■ Your instructions ■
Repeat the data below line for line, starting with the line that contains "point per instance: reflection" and going on through the end of the data.

■ Material to process ■
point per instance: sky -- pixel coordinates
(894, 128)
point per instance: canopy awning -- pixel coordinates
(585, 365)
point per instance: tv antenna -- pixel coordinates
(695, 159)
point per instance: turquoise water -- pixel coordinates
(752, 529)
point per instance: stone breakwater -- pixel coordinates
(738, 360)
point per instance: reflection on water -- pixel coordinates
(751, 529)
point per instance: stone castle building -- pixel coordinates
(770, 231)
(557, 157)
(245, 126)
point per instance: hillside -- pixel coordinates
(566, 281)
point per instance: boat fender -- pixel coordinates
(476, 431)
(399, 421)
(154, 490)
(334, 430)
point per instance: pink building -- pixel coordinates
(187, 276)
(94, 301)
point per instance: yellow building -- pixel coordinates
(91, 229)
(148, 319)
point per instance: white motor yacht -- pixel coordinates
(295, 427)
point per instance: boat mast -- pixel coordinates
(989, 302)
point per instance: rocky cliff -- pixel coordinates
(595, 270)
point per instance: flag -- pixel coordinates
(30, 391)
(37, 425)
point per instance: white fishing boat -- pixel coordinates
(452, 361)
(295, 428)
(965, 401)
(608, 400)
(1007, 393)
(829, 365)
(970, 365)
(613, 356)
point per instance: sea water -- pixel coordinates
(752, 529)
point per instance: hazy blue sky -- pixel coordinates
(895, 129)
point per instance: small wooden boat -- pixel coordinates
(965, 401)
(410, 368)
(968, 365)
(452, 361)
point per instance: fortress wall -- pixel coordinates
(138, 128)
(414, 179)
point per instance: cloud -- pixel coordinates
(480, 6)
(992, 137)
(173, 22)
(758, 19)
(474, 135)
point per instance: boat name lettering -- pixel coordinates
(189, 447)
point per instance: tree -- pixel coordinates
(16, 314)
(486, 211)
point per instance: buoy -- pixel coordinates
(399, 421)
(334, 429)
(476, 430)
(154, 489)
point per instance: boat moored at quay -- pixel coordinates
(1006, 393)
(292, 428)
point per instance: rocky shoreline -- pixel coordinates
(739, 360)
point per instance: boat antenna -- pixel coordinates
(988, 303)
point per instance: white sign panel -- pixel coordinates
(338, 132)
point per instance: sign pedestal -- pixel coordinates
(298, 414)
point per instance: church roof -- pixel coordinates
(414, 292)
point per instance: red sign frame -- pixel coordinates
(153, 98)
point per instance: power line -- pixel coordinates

■ Complete response ■
point per instance: reflection on water -- pixel coordinates
(751, 529)
point per instance: stone castle building -- pixel coordinates
(770, 231)
(557, 157)
(245, 126)
point per instance: hillside -- pixel coordinates
(566, 281)
point per instance: boat fender -- pixel coordinates
(476, 431)
(399, 421)
(154, 490)
(334, 430)
point per instance: pink building -- pixel coordinates
(187, 276)
(94, 301)
point per instance: yellow building -- pixel coordinates
(91, 229)
(148, 319)
point per instance: white motor yacht -- pixel coordinates
(295, 427)
point per instance: boat mast -- pixel coordinates
(989, 302)
point per instance: rocky cliff -- pixel coordinates
(595, 270)
point per instance: flag -- pixel coordinates
(30, 391)
(37, 425)
point per instance: white fishing boat -- pixel coordinates
(452, 361)
(295, 428)
(965, 401)
(608, 400)
(1007, 393)
(829, 365)
(970, 365)
(613, 356)
point per instance: sea water -- pixel coordinates
(752, 529)
point per instance: hazy blue sky -- pixel coordinates
(895, 129)
point per instance: small wooden boat -- pixel coordinates
(965, 401)
(410, 368)
(968, 365)
(452, 361)
point per instance: fortress wall -- pixel coordinates
(138, 128)
(414, 179)
point per instance: cloud -- pixel coordinates
(480, 6)
(992, 137)
(173, 22)
(758, 19)
(474, 135)
point per instance: boat name lettering -- pixel coordinates
(189, 447)
point per instance: tree -- pixel coordinates
(16, 314)
(486, 211)
point per instance: buoy -- pixel coordinates
(399, 421)
(334, 429)
(476, 430)
(154, 489)
point per instance: boat moored at quay -- pixel coordinates
(1006, 393)
(292, 428)
point per instance: rocky shoreline -- pixel coordinates
(739, 360)
point per instance: boat antenna -- pixel coordinates
(988, 303)
point per instance: white sign panel -- pixel coordinates
(338, 132)
point per instance: sign pedestal -- pixel coordinates
(298, 414)
point per instance: church roof -- pixel coordinates
(414, 292)
point per instance: red sign frame -- pixel coordinates
(153, 98)
point per instance: power line -- pixel coordinates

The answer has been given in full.